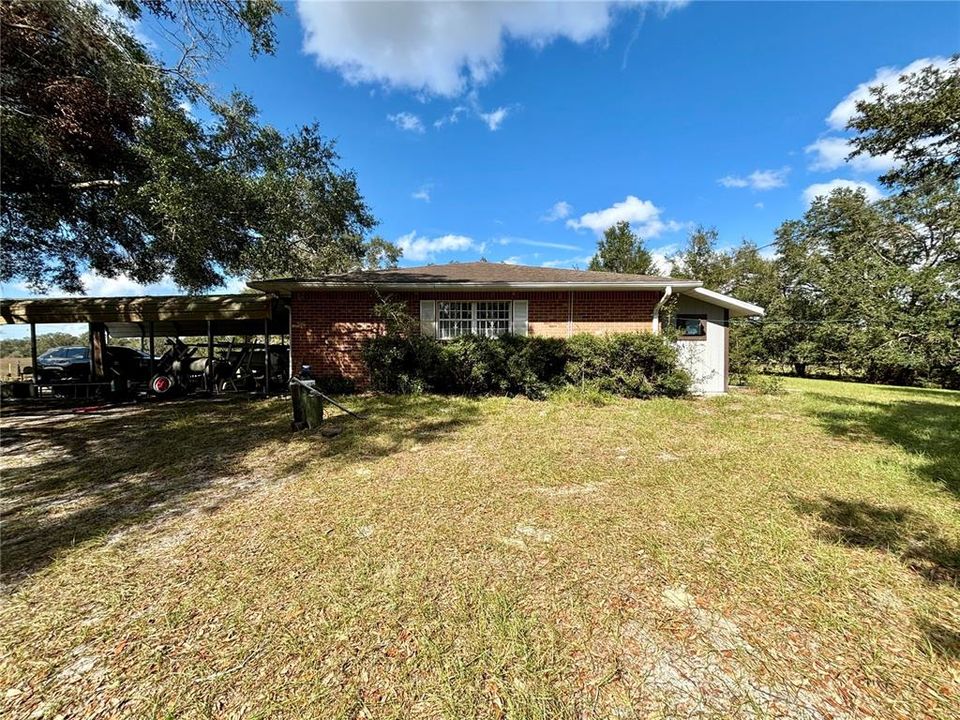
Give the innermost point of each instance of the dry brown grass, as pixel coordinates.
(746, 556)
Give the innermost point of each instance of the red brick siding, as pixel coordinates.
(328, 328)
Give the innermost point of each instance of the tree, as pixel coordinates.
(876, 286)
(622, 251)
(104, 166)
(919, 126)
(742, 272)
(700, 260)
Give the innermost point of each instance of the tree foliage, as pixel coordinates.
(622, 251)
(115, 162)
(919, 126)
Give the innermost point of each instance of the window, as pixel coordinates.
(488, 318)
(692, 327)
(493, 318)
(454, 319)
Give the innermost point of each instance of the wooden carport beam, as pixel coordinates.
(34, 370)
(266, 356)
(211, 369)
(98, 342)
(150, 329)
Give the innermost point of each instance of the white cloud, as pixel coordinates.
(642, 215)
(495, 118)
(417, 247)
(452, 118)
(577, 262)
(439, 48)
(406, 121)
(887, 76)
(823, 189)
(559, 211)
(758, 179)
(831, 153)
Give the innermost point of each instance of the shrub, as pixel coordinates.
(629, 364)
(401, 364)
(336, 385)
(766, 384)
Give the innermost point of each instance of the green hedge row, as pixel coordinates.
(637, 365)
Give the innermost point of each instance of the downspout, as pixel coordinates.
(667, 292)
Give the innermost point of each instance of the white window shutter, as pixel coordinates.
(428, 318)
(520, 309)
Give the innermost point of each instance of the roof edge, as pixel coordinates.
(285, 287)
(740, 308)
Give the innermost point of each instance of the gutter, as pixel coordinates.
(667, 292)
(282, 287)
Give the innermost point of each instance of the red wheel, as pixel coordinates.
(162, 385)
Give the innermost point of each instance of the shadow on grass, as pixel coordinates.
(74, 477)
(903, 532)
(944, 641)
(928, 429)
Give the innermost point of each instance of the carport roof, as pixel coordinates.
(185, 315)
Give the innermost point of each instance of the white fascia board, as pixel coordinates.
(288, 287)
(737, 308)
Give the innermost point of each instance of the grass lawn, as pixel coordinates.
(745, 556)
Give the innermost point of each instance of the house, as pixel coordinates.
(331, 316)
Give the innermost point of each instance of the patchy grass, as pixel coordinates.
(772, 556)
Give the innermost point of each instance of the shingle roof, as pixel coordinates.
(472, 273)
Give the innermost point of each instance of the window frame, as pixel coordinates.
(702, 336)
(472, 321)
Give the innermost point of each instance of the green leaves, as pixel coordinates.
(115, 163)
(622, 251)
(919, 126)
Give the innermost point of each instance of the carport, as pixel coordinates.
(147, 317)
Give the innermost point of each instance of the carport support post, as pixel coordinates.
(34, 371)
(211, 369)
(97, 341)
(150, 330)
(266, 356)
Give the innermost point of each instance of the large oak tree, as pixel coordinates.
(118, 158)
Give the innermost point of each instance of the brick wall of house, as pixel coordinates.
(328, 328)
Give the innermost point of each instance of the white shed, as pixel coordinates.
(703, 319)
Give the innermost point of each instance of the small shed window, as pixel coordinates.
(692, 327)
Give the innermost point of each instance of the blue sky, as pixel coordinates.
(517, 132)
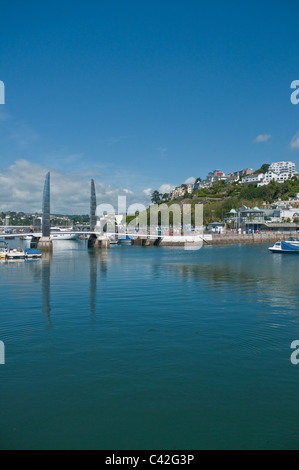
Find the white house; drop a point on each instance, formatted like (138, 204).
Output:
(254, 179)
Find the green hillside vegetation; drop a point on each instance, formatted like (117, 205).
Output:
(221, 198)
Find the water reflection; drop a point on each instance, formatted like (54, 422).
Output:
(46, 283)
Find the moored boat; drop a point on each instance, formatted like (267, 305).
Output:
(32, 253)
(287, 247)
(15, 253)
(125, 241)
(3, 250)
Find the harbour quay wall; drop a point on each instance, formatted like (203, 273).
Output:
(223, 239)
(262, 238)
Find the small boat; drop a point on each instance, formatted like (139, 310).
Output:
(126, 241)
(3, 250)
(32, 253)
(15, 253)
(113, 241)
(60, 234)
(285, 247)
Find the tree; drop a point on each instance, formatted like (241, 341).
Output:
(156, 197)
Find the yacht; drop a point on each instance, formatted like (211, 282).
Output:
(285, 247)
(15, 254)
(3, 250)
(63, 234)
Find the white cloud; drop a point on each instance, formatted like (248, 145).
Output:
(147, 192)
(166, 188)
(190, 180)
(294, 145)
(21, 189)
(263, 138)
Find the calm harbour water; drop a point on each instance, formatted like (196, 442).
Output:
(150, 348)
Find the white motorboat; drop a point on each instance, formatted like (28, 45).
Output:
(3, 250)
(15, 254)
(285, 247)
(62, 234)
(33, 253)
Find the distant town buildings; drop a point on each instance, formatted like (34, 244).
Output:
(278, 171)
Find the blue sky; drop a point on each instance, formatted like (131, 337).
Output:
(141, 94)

# # # # #

_WORK INSTRUCTIONS_. Return only the lines running from the line with "Find the yacht;" to the last line of the records, both included, exactly as written.

_RESULT OF THE TASK_.
Find the yacht; drop a point on each instance, formatted like (211, 282).
Output:
(285, 247)
(15, 254)
(3, 250)
(63, 234)
Find the white cloud; drop a point on each instance, formatted like (248, 145).
Output:
(147, 192)
(166, 188)
(190, 180)
(294, 145)
(21, 189)
(263, 138)
Find the calm harbour water; drop a point on each instance, formatted like (196, 442).
Output:
(150, 348)
Find the white motorboat; drop a point on each instance, formatted like (28, 45).
Output:
(3, 250)
(15, 254)
(285, 247)
(62, 234)
(33, 253)
Find the distant town buildings; drop a point on each instance, formatted like (34, 244).
Output:
(278, 171)
Find the blue sky; drop a point on each instance, formatted like (131, 337).
Output:
(141, 94)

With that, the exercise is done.